- [Problem statement] Your task is to return the span of lines beginning at the one with "Point to the damaged" and ending at the last line of the data, exactly as it stands.

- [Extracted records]
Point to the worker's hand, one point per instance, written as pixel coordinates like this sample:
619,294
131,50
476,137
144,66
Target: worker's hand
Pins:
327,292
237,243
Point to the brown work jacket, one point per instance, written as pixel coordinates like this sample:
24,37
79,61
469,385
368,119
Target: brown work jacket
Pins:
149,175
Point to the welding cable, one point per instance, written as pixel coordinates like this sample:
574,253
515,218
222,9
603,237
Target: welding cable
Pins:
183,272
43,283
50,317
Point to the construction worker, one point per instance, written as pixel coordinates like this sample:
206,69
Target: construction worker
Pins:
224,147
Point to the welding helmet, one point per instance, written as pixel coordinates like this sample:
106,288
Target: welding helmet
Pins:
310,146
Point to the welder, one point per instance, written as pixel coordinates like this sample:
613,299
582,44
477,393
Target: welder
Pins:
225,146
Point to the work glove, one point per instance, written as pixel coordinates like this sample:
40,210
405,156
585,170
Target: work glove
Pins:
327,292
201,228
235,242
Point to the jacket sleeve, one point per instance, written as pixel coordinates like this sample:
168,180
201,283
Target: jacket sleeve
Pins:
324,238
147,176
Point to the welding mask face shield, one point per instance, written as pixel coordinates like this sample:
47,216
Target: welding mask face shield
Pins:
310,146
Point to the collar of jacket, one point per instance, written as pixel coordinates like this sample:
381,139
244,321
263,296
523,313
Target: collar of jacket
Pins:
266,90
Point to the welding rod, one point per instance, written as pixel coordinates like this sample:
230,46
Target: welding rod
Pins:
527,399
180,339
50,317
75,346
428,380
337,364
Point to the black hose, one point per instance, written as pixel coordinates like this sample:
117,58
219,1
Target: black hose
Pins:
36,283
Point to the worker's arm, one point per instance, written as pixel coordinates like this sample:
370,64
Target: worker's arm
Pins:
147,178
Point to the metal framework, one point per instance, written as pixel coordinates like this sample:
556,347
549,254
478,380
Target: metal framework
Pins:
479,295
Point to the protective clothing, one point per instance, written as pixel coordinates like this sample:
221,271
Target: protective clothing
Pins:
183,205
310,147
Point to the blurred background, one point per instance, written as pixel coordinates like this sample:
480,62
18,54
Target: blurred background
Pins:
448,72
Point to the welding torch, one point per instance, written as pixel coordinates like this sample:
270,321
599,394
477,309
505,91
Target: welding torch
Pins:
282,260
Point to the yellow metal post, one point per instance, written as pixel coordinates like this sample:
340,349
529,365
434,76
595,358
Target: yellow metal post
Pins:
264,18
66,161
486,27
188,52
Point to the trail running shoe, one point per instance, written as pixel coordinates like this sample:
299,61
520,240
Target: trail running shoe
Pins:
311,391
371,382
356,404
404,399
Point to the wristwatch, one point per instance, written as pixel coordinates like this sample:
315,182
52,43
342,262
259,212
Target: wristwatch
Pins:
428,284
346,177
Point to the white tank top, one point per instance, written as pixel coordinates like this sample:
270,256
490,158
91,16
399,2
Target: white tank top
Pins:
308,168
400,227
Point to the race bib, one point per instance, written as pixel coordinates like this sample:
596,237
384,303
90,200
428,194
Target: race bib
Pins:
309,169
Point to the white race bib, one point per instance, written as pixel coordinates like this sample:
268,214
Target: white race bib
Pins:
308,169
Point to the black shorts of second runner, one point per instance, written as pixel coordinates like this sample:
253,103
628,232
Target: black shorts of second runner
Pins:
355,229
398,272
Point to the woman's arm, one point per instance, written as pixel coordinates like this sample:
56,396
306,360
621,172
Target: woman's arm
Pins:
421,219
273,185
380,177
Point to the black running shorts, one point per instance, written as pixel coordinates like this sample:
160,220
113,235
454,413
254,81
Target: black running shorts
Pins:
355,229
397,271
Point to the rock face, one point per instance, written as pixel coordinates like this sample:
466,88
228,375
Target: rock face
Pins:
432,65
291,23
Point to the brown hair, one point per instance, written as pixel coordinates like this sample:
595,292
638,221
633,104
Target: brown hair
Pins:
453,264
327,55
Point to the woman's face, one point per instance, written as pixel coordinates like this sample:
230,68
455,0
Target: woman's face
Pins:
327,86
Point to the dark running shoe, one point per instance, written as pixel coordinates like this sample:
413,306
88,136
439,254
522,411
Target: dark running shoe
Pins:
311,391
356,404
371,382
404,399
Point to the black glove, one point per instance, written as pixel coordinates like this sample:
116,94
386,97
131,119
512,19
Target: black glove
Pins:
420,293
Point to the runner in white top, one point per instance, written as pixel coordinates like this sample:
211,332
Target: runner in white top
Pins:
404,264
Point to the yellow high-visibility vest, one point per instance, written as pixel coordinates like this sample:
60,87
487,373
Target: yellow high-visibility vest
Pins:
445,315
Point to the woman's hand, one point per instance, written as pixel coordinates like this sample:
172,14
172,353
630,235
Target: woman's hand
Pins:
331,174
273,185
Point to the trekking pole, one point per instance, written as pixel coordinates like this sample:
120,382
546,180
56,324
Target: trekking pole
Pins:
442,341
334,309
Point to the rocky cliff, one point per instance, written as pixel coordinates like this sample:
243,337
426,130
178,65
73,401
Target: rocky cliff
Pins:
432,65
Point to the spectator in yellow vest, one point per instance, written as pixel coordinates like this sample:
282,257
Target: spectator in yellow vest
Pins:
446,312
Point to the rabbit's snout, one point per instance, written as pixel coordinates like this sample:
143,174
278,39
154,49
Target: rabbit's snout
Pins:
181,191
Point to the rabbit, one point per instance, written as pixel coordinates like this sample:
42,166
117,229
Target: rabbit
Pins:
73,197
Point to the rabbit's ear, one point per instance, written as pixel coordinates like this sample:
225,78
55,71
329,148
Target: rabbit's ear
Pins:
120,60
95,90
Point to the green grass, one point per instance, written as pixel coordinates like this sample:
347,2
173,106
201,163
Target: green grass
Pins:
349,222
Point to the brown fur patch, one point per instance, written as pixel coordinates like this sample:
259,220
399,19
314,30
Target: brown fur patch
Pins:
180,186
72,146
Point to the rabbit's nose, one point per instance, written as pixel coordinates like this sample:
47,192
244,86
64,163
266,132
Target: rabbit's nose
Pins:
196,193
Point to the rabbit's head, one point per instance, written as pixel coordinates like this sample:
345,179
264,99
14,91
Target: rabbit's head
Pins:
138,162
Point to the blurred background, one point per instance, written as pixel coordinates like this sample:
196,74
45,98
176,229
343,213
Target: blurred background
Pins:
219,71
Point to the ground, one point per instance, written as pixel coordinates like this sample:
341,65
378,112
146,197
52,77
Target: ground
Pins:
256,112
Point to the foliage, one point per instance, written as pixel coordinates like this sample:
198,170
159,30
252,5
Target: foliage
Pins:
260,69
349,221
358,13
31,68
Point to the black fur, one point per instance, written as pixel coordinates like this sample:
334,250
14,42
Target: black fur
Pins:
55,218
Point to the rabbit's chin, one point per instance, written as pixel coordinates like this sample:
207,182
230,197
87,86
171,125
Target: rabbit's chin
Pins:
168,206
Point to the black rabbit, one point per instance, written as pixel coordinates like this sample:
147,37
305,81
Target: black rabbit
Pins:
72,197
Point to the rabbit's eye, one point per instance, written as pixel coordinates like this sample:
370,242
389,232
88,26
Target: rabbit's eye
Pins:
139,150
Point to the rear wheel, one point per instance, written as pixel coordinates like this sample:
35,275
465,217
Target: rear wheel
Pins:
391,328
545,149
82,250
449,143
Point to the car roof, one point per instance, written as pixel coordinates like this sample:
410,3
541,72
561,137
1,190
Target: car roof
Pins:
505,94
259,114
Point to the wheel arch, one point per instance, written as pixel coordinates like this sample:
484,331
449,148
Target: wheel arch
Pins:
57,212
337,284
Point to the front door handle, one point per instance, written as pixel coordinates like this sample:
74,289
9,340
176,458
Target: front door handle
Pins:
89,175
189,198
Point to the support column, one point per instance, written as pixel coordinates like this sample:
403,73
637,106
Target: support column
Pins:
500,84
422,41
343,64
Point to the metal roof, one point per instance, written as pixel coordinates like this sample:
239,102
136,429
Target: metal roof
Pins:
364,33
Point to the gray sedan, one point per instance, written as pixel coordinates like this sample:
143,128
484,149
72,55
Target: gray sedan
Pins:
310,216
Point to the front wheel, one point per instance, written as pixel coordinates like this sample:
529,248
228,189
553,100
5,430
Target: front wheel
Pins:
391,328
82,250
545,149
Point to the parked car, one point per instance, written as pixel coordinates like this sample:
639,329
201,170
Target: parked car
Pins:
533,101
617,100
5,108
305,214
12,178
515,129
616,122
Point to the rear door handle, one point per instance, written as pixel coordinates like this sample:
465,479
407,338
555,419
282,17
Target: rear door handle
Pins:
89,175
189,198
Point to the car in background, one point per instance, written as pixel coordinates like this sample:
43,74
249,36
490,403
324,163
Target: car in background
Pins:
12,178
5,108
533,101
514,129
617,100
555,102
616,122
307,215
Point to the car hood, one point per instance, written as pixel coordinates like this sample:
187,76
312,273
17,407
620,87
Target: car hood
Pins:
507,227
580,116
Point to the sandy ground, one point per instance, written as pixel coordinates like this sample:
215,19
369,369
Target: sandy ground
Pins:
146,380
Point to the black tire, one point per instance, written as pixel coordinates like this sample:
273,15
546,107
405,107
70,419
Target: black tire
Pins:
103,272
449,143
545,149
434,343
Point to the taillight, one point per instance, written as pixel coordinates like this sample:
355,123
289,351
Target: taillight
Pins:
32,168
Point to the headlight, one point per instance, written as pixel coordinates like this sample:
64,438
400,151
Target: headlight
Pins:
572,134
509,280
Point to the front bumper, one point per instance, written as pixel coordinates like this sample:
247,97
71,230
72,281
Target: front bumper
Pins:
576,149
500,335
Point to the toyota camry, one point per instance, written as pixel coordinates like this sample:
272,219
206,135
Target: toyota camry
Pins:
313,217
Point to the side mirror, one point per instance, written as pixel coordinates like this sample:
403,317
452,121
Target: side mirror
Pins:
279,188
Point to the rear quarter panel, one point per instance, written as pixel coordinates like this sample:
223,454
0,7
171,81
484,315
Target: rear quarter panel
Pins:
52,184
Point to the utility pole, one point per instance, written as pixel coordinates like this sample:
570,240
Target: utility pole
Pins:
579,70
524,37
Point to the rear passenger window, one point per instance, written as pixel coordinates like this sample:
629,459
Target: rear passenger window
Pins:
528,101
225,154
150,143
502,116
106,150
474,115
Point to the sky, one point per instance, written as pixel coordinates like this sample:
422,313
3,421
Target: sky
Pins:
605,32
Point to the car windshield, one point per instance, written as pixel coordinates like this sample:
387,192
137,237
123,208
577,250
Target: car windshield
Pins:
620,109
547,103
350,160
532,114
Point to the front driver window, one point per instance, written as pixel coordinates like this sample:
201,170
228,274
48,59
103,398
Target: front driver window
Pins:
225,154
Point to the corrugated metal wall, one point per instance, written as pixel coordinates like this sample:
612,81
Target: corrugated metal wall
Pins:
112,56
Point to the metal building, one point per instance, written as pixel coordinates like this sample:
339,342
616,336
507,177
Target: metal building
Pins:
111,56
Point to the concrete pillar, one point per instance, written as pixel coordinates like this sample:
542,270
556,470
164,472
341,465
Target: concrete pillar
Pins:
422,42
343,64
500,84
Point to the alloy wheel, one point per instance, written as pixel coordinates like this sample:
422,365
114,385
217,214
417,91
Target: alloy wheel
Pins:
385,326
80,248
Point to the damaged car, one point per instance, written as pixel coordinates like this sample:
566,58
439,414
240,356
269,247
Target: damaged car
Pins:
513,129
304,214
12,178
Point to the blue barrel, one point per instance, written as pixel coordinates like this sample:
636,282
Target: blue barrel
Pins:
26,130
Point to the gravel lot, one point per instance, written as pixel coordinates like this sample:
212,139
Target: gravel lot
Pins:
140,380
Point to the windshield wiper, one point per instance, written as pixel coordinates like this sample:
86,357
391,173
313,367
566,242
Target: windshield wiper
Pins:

- [Written solution]
Point to the damaged car, one point per instance, written as pixel coordinates like this sample:
566,58
439,414
240,356
269,247
Target: damaged car
Pins:
513,129
304,214
12,178
Point to the blue barrel, one point per instance, written as pixel coordinates like this sample:
636,282
Target: blue barrel
Pins:
26,130
Point to the gravel lot, one point per instance, written as pixel coordinates like this sample:
212,139
Target: gravel lot
Pins:
140,380
Point to the windshield wiper, one point per instance, written as pixel coordinates like this sample:
86,357
391,173
313,367
566,242
Target: windshield wiper
Pins:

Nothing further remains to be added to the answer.